Required task
Transcribe precisely those lines of the listing that fall between the line containing "the blue water" and the last line, inclusive of both.

:::

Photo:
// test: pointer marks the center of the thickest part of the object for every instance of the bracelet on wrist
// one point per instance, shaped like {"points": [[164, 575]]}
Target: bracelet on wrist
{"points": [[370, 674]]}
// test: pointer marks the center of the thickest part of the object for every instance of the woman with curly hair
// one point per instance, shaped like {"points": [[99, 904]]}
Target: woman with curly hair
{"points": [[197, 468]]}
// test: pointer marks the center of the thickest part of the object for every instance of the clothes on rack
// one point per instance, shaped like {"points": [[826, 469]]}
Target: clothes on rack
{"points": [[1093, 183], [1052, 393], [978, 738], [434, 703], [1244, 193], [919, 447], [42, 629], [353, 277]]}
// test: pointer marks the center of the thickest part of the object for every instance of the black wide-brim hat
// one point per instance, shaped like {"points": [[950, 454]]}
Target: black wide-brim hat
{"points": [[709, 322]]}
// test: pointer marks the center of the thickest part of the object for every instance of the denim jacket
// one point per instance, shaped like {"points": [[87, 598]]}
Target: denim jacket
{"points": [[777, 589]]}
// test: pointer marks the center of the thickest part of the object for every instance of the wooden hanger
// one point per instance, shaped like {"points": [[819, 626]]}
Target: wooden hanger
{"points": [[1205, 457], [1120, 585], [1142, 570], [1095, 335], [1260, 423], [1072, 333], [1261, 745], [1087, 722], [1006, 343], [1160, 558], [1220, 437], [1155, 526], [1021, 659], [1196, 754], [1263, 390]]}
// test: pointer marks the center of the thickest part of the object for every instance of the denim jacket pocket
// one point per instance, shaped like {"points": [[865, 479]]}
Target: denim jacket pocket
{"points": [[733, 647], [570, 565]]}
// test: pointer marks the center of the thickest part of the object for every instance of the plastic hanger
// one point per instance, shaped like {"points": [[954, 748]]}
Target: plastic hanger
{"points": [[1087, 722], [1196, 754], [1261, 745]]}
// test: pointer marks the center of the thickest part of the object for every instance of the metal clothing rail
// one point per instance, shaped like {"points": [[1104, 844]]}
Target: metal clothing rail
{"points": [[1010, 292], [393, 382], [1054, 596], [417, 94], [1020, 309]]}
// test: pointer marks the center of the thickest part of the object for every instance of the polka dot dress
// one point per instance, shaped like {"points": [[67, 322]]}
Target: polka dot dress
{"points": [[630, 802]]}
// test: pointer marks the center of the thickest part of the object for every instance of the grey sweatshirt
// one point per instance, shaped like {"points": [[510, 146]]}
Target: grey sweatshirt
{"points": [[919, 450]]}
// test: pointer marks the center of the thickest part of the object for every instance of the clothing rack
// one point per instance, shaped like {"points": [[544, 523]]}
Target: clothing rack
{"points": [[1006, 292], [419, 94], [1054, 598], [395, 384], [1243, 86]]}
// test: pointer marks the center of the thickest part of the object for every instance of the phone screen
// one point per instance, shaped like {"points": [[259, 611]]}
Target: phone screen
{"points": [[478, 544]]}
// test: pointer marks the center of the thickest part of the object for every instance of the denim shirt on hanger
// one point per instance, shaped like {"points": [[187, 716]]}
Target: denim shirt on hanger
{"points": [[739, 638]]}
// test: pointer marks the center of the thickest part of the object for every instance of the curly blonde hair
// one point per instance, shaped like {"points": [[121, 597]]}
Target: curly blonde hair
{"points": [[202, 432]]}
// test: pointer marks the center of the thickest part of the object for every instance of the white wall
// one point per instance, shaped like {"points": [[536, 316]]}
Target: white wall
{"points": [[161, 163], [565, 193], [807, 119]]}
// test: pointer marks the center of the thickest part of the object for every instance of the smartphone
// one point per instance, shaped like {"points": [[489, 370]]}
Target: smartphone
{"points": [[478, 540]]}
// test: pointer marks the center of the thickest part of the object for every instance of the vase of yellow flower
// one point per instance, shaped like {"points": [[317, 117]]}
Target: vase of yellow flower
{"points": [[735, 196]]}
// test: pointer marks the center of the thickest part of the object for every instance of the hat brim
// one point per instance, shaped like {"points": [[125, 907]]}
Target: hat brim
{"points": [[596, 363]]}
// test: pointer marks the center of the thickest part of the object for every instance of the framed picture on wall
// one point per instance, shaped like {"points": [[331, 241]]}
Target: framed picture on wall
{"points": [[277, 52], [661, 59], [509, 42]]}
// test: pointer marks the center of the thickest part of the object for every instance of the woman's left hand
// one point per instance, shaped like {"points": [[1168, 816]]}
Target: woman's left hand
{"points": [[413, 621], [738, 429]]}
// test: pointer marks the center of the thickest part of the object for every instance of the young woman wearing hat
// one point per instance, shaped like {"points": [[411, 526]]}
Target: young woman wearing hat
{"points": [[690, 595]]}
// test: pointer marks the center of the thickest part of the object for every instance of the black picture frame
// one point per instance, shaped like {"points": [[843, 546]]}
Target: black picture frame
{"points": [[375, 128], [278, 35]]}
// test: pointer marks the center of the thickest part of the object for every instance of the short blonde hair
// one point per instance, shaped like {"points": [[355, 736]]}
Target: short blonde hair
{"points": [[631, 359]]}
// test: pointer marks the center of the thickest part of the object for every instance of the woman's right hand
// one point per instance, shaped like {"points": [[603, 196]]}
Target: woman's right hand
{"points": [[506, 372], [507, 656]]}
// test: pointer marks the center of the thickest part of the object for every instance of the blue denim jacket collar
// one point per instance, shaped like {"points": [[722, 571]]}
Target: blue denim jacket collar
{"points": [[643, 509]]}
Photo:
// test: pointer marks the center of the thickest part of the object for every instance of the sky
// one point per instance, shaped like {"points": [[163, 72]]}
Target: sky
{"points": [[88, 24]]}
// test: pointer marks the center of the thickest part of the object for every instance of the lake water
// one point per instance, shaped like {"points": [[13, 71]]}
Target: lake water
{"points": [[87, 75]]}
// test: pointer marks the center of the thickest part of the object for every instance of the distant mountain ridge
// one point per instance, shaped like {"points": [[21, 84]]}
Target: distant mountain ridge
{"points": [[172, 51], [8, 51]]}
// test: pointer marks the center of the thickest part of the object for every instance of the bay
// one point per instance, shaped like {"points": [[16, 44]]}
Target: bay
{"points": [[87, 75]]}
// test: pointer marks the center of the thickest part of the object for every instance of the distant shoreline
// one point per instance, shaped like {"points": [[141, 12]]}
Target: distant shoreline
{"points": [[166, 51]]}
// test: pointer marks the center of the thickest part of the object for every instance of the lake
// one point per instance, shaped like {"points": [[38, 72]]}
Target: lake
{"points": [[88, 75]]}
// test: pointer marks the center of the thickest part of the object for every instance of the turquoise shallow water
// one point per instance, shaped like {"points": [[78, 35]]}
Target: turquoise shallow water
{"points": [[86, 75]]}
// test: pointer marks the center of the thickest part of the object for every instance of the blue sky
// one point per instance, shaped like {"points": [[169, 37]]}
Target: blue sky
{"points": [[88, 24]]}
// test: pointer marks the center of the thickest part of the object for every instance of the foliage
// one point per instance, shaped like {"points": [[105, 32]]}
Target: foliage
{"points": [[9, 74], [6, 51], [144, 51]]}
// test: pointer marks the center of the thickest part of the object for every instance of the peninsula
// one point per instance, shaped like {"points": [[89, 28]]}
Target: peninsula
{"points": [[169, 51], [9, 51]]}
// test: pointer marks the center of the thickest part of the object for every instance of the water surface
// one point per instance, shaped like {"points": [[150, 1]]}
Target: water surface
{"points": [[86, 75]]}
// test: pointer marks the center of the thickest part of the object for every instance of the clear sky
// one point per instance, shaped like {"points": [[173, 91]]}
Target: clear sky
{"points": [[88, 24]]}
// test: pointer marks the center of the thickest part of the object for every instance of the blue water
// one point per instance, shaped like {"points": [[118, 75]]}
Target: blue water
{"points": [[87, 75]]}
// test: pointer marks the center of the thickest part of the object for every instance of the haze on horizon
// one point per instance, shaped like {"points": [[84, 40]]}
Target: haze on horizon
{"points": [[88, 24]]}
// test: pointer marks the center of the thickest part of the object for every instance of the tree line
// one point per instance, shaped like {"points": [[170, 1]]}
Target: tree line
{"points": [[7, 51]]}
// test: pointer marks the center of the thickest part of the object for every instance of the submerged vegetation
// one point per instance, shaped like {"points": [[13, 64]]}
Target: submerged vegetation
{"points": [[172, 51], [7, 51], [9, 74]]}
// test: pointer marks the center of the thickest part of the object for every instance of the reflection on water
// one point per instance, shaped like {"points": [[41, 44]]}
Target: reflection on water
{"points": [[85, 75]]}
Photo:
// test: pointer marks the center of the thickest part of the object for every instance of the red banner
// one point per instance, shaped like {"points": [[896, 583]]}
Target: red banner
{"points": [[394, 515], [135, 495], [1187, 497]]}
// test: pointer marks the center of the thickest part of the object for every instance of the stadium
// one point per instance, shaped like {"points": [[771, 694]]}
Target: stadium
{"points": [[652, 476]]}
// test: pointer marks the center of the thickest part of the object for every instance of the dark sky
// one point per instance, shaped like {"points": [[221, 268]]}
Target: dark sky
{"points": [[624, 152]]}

:::

Answer
// test: pointer marks the center of the thickest part of the object for every instance of the blue water
// one point per instance, shaped like {"points": [[118, 75]]}
Target: blue water
{"points": [[87, 75]]}
// test: pointer marks the center of the thickest part of the object for every instance of the haze on horizon
// one point per instance, shaped like {"points": [[84, 40]]}
Target: haze on horizon
{"points": [[88, 24]]}
// test: pointer marks the center of the thickest part of the object for every instance of the tree line
// one point per instance, shaped like {"points": [[170, 1]]}
Target: tree line
{"points": [[7, 51]]}
// test: pointer marks the center of the thickest part of the object for every instance of the submerged vegetation
// one point per instance, shaped like {"points": [[13, 64]]}
Target: submerged vegetation
{"points": [[172, 51], [7, 51], [9, 74]]}
// test: pointer marks the center of the thickest part of the object for every instance of the reflection on water
// one point per instance, shaped like {"points": [[41, 44]]}
Target: reflection on water
{"points": [[85, 75]]}
Photo:
// test: pointer marks the center of the thickest part of the object for every instance of the red banner
// one point per instance, shaped like {"points": [[896, 583]]}
Target: red banner
{"points": [[394, 515], [135, 495], [1187, 497]]}
// test: pointer marks the center of the thickest part of the object for every instance of the stadium
// one point per instance, shaped like {"points": [[771, 694]]}
Target: stadium
{"points": [[652, 476]]}
// test: pointer marks the center of the thickest part of the object for every instance of the dark sky
// one point per instance, shaped like {"points": [[221, 268]]}
Target: dark sky
{"points": [[624, 152]]}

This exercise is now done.